» **Task statement**:
When you reproduce these records, keep every word exactly and drop the images.

(Point-per-instance localization data)
•••
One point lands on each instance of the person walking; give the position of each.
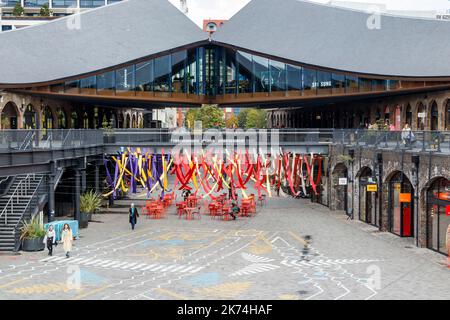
(407, 135)
(67, 239)
(133, 216)
(235, 210)
(50, 239)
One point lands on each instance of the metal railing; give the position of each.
(30, 208)
(19, 192)
(42, 139)
(171, 137)
(419, 141)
•••
» **Your response**:
One point lands on each instance of the person walking; give the position of each.
(407, 135)
(67, 239)
(133, 216)
(235, 210)
(50, 239)
One point lands on each instance of the metal railing; give the position of each.
(30, 208)
(19, 192)
(42, 139)
(171, 137)
(419, 141)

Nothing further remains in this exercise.